• _STATED GOAL_
Repeat the data below word for word.

Excerpts from a pointing dataset
## Begin

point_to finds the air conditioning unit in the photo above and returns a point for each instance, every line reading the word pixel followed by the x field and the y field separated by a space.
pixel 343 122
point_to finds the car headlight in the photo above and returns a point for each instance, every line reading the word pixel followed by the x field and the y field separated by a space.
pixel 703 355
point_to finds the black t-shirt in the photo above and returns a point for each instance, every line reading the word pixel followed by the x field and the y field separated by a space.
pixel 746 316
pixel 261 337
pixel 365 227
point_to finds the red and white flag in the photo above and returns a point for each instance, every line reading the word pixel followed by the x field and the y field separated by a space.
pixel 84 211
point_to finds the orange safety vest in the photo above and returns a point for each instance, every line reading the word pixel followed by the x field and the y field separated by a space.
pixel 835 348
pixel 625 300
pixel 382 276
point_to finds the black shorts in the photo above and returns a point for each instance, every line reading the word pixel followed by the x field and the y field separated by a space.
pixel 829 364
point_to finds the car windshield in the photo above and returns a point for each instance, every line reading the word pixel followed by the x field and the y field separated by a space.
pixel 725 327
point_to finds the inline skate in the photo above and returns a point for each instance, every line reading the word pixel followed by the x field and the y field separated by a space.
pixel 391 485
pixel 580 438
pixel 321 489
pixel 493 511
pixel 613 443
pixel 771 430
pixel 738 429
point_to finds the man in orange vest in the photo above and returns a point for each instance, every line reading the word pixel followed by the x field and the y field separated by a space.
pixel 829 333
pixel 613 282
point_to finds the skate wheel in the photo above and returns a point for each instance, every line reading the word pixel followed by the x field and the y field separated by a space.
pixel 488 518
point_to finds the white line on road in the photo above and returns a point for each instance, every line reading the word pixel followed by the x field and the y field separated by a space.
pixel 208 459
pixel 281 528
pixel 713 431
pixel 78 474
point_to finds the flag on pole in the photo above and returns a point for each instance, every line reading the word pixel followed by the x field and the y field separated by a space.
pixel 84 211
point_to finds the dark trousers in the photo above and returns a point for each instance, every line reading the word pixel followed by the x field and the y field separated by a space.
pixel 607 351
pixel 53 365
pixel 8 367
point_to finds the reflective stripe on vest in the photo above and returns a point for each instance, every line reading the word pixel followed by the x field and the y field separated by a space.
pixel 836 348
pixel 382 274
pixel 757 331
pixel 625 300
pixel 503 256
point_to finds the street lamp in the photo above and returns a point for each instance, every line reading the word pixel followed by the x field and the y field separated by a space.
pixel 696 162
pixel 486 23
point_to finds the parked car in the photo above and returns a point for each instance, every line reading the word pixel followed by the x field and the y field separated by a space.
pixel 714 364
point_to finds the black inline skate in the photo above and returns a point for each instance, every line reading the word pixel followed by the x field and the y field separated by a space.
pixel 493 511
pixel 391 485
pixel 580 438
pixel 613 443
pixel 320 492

## End

• _SOLUTION BELOW_
point_to finds the air conditioning unit in the photo above and returns a point for each instance, every line reading the word pixel followed by the x field and the y field separated by a space.
pixel 343 122
point_to finds the car headlight in the photo above and returns a point for each instance, every line reading the word pixel followed by the x field and the y field separated by a space.
pixel 703 355
point_to finds the black t-shirt in the photo above and returns a point for each instance, every line reading the word pixel followed by the x field and the y field separated by a space.
pixel 746 316
pixel 261 337
pixel 365 227
point_to finds the red and white flag in the photo above and returns a point for each instance, every line reading the word pixel followed by the x field and the y field separated by a space.
pixel 84 211
point_to finds the orange safety vest in the photo above and returns a point for each instance, every line reading the word pixel followed by the x field and the y field separated by a space.
pixel 835 348
pixel 625 300
pixel 382 276
point_to finds the black shorts in the photo above and returns a point for each instance, every line reading the word pixel followed by the x field and the y field separated by a space.
pixel 829 364
point_to finds the car windshield in the photo above and returns a point for each instance, every line reading the word pixel followed by the x field and the y field separated by a space.
pixel 725 327
point_to finds the inline skate in the photo above and returns a point for each instance, every line reading the word pixel followed by the x field and the y field separated by a space.
pixel 391 485
pixel 580 438
pixel 321 489
pixel 493 511
pixel 613 443
pixel 771 430
pixel 738 429
point_to finds the man in orange vest in the photo above and returns a point for each instance, every line reading the word pixel followed by the x field and the y field separated by a space.
pixel 829 333
pixel 613 282
point_to finds the skate wheel in the photo above and returns a point for each instance, every line reading the word pixel followed by the x field and the y field separated by a space.
pixel 488 518
point_to finds the white line on road in the photo above and returns a point for each instance, every line reading the word pixel followed by the x field and the y field separated by a space.
pixel 208 459
pixel 281 528
pixel 713 431
pixel 78 474
point_to finds the flag on pole in the photo above and returns a point for each instance, every line reading the word pixel followed by the x field and the y field separated by a space.
pixel 84 211
point_to finds the dark trousers in the photo above and returns a point for each instance, every line reading the word pixel followed by the x field and the y field separated by a space.
pixel 607 351
pixel 53 365
pixel 8 367
point_to finds the reflective stripe on vest in the photo above and returns a point for each instance, every line reading the word pixel followed by the x field and the y field separated by a space.
pixel 836 348
pixel 382 274
pixel 757 331
pixel 625 300
pixel 503 256
point_to finds the street lamp in the photo above and returns a point for each instance, every line reading the word pixel followed by the x field and the y field separated by a space.
pixel 696 162
pixel 486 23
point_to finds the parked car in the photo above and returns a point for each instance, every line reading the word pixel followed by the x field and the y field separated by a space.
pixel 714 364
point_to finds the black inline skate in the photo above and returns a point for each instance, every line reading the word pixel followed by the x field and the y field separated by a space.
pixel 493 511
pixel 391 485
pixel 580 438
pixel 613 443
pixel 320 492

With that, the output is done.